Provided data:
══════════
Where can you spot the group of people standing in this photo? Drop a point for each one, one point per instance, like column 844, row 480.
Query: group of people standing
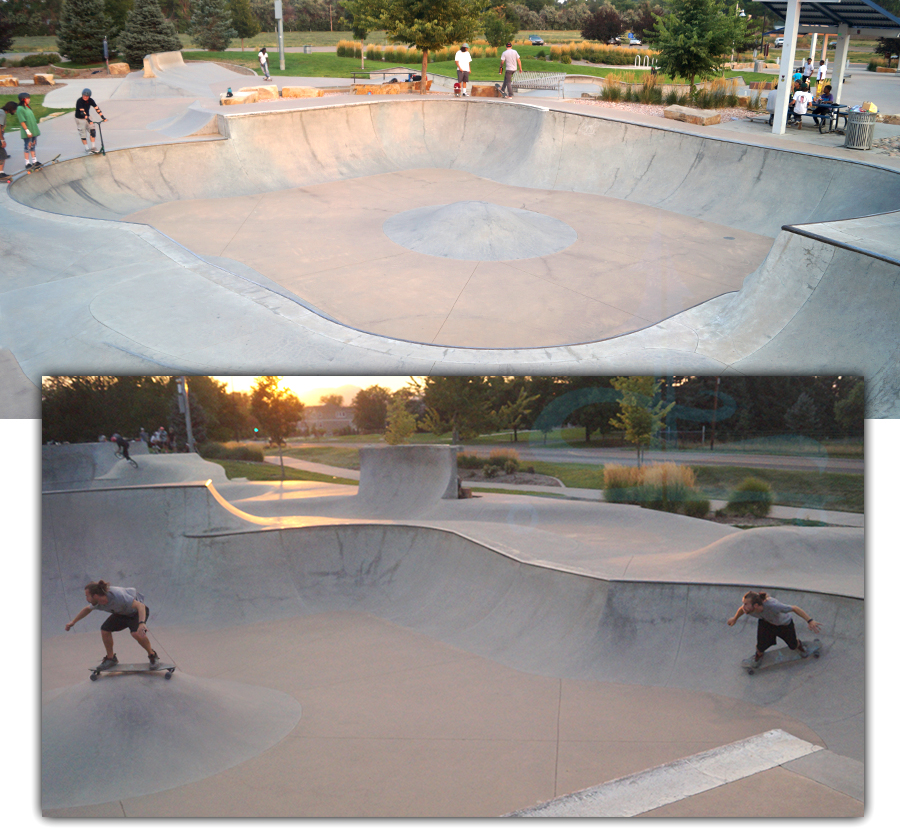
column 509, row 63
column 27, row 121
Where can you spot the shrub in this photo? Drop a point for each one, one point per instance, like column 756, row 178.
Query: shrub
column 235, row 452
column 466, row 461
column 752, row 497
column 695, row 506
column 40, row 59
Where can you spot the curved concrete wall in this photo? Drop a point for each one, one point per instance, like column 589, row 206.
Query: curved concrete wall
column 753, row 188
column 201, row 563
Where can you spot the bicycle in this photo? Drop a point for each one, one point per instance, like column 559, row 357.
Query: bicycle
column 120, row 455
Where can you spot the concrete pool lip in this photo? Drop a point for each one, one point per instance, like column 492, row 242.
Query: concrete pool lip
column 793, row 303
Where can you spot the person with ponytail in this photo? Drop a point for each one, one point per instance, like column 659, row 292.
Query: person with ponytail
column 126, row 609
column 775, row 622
══════════
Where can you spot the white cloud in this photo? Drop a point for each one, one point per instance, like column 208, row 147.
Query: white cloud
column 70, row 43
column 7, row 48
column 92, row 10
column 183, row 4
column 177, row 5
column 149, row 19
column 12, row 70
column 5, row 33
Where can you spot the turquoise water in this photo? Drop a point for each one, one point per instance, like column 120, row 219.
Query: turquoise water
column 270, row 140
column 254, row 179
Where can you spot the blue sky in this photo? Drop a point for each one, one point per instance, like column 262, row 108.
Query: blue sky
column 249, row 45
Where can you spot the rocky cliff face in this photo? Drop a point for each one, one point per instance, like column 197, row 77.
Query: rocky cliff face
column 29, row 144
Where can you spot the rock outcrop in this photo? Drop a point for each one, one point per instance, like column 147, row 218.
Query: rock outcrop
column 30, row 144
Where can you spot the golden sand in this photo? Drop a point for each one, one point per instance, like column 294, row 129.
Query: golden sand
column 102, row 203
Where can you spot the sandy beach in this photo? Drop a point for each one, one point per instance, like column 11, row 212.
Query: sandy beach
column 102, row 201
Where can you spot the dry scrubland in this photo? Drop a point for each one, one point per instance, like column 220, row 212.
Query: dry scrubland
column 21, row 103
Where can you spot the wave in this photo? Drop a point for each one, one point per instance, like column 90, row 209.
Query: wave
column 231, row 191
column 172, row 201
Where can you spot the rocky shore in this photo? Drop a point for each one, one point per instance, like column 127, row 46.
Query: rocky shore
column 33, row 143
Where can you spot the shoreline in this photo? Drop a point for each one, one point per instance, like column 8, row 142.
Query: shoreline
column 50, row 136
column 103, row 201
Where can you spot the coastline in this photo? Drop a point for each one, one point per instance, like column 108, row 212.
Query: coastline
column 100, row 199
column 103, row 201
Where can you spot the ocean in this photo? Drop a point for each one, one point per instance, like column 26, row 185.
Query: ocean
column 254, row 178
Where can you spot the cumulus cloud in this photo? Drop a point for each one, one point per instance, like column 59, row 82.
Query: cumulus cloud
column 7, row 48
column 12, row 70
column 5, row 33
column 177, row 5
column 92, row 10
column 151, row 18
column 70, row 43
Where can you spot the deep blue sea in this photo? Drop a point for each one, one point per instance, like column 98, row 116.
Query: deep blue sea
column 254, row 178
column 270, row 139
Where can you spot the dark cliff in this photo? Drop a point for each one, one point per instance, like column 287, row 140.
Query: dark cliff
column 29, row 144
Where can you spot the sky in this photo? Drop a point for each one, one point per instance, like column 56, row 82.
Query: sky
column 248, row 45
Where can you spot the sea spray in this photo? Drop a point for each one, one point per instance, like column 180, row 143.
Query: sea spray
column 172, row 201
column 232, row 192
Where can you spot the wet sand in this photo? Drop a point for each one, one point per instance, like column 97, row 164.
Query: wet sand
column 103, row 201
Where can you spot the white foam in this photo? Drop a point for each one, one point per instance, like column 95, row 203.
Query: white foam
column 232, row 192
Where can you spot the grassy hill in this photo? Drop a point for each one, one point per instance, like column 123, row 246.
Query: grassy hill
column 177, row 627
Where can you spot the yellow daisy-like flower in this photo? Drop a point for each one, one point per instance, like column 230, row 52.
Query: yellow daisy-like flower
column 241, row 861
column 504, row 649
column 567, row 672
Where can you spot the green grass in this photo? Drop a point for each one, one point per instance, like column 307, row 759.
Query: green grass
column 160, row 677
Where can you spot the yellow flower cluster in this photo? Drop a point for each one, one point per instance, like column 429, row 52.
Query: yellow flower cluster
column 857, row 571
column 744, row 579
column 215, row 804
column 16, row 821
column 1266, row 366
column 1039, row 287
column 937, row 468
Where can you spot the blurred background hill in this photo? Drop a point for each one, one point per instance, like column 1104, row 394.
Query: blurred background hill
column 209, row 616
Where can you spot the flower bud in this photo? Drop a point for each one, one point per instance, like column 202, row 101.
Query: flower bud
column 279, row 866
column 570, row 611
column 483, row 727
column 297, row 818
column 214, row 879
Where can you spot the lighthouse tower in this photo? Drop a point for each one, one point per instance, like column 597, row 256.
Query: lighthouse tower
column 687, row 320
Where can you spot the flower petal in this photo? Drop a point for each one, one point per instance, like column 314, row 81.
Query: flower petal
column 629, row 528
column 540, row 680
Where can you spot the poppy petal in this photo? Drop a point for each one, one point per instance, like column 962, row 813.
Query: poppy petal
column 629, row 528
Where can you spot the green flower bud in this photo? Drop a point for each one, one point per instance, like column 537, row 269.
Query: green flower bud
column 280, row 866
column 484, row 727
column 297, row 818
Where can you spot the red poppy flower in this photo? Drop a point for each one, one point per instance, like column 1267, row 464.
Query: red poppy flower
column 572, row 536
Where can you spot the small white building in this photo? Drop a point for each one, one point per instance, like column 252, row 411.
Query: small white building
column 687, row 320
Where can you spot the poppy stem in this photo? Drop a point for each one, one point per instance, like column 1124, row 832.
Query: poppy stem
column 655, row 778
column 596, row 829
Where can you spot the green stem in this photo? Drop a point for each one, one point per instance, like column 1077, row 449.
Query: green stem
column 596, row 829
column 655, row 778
══════════
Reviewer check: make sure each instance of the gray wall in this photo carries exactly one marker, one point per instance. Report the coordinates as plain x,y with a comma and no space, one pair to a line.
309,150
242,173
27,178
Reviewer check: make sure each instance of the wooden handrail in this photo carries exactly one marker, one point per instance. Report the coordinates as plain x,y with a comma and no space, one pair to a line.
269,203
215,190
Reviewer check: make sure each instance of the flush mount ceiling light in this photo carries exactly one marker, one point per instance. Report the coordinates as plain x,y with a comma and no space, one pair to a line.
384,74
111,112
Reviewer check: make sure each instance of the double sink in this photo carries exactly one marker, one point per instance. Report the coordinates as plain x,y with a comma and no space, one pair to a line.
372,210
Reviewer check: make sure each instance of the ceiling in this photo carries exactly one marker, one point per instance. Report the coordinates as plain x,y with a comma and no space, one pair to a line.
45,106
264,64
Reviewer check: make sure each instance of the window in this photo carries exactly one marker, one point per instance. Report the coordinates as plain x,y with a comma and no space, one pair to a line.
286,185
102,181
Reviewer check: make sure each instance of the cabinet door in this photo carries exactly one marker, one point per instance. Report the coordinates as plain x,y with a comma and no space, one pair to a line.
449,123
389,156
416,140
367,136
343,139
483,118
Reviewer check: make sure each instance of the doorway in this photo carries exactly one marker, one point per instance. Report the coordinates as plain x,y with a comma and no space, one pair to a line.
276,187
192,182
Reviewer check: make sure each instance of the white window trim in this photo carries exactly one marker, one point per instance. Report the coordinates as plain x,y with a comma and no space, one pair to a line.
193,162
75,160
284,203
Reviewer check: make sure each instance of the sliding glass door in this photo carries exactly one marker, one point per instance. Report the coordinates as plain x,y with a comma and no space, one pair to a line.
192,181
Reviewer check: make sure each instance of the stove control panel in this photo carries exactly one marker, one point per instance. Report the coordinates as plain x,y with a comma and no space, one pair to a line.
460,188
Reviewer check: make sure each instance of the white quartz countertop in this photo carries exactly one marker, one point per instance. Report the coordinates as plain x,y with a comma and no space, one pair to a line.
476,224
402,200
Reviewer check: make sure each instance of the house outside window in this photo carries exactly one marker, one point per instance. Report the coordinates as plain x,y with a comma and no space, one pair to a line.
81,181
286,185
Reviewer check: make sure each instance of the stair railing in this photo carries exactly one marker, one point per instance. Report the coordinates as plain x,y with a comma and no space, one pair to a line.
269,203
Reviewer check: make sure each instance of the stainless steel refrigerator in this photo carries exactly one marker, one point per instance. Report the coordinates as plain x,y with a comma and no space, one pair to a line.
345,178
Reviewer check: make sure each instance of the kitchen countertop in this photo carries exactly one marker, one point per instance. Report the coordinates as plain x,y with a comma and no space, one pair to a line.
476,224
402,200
══════════
Copy only what lies between the line with "Query: group of people standing" and the line with "Where can you spot the shrub", those two lines included, exactly as given above; pictures stay out.

Solution to the problem:
Query: group of people standing
column 509, row 63
column 27, row 121
Where can you spot the shrub in this photo? Drop a point for each one, one point per instance, like column 756, row 178.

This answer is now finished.